- [Work task] All lines from the one with "Target: black speaker" through the final line of the records below must be written out exactly, with no other text.

* * * * * * *

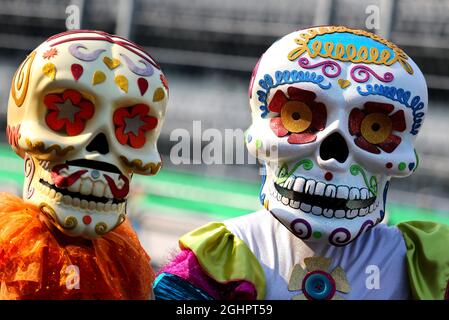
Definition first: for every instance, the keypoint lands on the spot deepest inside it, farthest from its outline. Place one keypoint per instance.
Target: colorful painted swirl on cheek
(29, 174)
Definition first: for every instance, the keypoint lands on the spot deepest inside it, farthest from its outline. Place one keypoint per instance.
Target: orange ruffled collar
(37, 262)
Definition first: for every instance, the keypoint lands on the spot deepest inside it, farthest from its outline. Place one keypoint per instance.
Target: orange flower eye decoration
(374, 127)
(296, 116)
(300, 116)
(132, 123)
(68, 112)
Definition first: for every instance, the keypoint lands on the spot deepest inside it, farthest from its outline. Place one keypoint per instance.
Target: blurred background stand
(207, 49)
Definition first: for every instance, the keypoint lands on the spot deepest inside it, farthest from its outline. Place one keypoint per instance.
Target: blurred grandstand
(207, 49)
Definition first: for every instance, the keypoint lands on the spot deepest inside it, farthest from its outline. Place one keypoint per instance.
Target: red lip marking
(64, 182)
(118, 193)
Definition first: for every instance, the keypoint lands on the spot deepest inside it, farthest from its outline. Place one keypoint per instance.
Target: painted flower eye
(132, 123)
(68, 112)
(296, 116)
(376, 128)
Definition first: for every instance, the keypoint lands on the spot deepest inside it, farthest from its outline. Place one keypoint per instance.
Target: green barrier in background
(172, 191)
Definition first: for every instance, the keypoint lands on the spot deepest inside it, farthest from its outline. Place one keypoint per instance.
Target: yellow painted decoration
(348, 52)
(376, 127)
(98, 77)
(122, 82)
(49, 70)
(296, 116)
(158, 95)
(111, 63)
(343, 83)
(224, 257)
(19, 87)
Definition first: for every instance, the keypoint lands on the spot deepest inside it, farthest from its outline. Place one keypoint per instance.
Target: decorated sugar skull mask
(335, 115)
(85, 112)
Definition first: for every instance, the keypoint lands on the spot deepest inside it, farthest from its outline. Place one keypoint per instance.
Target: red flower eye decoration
(374, 126)
(300, 117)
(68, 112)
(131, 124)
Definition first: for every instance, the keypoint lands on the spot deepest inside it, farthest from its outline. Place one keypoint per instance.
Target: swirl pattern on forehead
(144, 72)
(78, 35)
(74, 50)
(286, 77)
(364, 74)
(326, 65)
(403, 97)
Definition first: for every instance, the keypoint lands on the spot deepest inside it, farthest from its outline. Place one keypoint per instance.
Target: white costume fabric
(378, 254)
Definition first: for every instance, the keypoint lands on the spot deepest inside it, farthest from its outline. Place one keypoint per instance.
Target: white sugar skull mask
(335, 115)
(85, 112)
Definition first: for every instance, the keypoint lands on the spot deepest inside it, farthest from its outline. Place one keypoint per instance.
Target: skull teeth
(317, 188)
(86, 185)
(312, 187)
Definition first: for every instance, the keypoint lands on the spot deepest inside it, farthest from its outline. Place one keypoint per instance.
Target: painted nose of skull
(334, 147)
(99, 144)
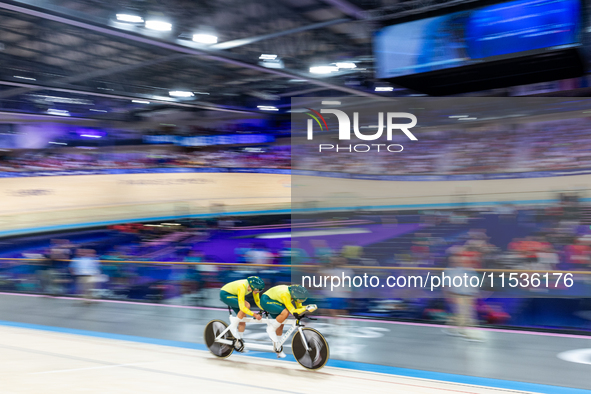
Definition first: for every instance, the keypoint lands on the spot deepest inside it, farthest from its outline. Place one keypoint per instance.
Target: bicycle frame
(295, 325)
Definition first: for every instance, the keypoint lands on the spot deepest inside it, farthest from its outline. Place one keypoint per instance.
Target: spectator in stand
(463, 300)
(259, 255)
(322, 252)
(85, 269)
(291, 254)
(579, 254)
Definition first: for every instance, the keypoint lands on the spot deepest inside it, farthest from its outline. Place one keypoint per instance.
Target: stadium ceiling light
(180, 93)
(59, 112)
(346, 65)
(129, 18)
(323, 69)
(205, 38)
(267, 108)
(158, 25)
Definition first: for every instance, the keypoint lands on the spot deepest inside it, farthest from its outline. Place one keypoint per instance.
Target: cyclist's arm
(287, 302)
(241, 303)
(257, 300)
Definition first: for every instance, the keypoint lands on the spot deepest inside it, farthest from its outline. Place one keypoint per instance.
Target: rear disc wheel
(211, 332)
(318, 353)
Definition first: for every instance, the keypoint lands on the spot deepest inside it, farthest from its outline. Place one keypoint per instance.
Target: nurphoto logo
(345, 130)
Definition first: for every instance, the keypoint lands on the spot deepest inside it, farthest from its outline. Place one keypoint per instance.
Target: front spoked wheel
(212, 330)
(317, 354)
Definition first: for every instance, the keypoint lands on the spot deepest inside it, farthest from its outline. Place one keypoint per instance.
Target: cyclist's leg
(242, 325)
(280, 319)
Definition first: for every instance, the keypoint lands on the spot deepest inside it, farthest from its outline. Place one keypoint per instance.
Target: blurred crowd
(58, 160)
(514, 148)
(511, 148)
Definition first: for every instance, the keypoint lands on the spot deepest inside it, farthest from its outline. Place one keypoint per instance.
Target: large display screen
(483, 34)
(209, 140)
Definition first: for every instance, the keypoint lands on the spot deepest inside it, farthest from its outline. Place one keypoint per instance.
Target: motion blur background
(158, 137)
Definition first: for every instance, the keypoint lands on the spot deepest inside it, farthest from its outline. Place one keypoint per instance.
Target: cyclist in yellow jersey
(279, 302)
(233, 294)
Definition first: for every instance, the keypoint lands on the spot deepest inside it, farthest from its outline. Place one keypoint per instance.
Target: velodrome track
(57, 345)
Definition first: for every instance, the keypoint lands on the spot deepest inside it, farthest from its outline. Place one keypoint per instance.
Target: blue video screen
(474, 36)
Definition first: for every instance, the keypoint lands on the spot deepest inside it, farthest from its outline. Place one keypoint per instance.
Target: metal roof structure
(76, 56)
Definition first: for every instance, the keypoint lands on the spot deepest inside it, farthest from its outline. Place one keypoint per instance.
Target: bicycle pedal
(239, 345)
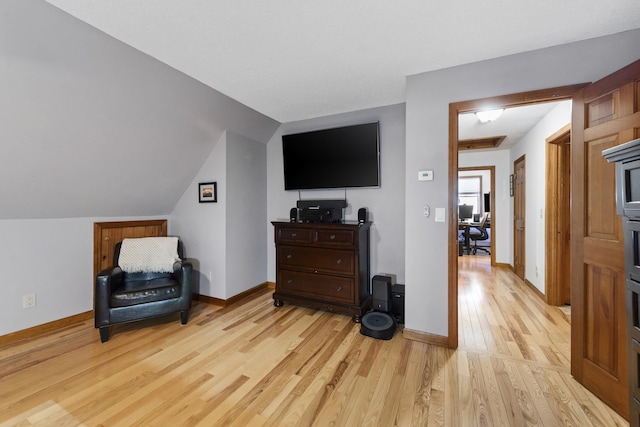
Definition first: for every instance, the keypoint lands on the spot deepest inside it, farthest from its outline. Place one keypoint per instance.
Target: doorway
(455, 109)
(558, 214)
(486, 199)
(519, 217)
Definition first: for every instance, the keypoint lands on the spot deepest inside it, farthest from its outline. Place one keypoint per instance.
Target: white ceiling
(293, 59)
(514, 123)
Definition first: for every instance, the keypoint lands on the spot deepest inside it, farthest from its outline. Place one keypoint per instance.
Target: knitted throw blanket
(148, 254)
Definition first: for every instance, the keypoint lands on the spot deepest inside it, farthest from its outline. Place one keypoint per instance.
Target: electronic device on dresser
(362, 215)
(323, 210)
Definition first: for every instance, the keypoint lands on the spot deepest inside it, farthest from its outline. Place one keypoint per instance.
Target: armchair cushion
(133, 292)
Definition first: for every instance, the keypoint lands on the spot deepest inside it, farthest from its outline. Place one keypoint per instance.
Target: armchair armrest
(182, 271)
(106, 281)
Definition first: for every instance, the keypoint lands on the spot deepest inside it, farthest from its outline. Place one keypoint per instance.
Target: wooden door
(107, 234)
(519, 196)
(558, 218)
(605, 114)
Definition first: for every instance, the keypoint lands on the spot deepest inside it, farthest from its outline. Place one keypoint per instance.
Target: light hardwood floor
(254, 364)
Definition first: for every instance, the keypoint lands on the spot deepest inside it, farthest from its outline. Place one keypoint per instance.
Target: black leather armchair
(121, 297)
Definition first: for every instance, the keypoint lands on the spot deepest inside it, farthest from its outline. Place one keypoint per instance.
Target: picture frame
(208, 192)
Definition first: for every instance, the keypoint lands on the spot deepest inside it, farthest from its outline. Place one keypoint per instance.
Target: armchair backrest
(116, 251)
(148, 275)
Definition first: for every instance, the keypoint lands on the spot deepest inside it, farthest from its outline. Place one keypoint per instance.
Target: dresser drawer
(317, 259)
(337, 289)
(335, 237)
(294, 235)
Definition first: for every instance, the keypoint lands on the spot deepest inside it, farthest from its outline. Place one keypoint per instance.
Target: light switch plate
(425, 176)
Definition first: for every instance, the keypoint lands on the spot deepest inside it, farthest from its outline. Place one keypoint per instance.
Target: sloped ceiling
(92, 127)
(293, 59)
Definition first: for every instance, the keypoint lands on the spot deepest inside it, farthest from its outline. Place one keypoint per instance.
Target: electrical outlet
(28, 300)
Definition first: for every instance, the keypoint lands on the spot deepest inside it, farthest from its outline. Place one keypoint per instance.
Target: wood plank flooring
(252, 364)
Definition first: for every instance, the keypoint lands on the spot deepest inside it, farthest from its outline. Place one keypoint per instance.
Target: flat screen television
(343, 157)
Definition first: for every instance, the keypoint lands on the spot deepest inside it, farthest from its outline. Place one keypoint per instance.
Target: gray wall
(246, 207)
(91, 126)
(94, 130)
(428, 98)
(385, 204)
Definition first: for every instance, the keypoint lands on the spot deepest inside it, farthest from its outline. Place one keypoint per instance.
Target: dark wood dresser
(627, 159)
(323, 266)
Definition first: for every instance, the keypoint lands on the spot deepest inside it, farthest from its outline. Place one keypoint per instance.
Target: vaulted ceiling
(292, 59)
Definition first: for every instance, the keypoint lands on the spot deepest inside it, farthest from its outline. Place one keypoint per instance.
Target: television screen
(332, 158)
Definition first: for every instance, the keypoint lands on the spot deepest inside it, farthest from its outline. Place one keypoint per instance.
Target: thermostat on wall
(425, 176)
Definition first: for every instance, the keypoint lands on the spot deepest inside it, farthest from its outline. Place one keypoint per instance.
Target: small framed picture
(208, 192)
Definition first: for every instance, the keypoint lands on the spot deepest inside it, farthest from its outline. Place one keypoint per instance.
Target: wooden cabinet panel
(324, 266)
(331, 288)
(317, 259)
(293, 235)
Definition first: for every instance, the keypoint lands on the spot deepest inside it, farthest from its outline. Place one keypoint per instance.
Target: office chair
(479, 233)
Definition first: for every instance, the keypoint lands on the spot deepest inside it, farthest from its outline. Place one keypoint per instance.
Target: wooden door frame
(492, 202)
(557, 254)
(521, 159)
(456, 108)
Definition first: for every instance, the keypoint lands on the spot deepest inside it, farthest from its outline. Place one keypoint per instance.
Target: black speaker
(397, 303)
(362, 215)
(381, 293)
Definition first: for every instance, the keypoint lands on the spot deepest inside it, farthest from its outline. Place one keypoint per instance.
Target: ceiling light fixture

* * * * * * *

- [Exercise response]
Target: black speaker
(397, 303)
(362, 215)
(381, 293)
Definition first: for every instance, the keypoint lands on the spot deepest inside it, farthest from its outline. Place one keypoint per instance.
Target: ceiling light fixture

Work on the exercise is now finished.